> [TASK BRIEF]: Return every entry from the listing below unaltered.

> [DATA RECORDS]:
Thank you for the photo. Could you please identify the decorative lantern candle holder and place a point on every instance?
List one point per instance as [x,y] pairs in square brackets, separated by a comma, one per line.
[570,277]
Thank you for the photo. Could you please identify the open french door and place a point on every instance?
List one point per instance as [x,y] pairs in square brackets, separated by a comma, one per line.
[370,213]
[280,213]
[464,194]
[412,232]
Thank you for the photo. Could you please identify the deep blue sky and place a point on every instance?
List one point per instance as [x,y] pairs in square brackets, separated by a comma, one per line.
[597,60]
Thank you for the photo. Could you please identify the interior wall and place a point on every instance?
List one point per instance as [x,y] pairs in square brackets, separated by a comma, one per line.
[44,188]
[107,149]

> [YOUR SOLUTION]:
Thank you for the photo. Could you please identify the decorative lantern candle holder and place a point on every instance?
List one point per instance as [x,y] pairs in square brackets, separated by a comma, one per line.
[570,277]
Thank you for the photo. Could you please identify the open french door and place a point on every instance?
List one point per instance as [x,y] pairs in square brackets, separated by a comma, one per line.
[370,213]
[280,213]
[464,194]
[412,232]
Thank you for the photo. Could you please identify the deep blue sky and place a point on every instance?
List one point per instance as [x,y] pairs in square brackets, separated by a comma, one per line.
[597,60]
Thank you for the photo. Could you please identify the interior wall and place a point on every instance?
List one point per instance as [x,y] pairs in square brackets, separated by a comma, one per line.
[44,188]
[107,149]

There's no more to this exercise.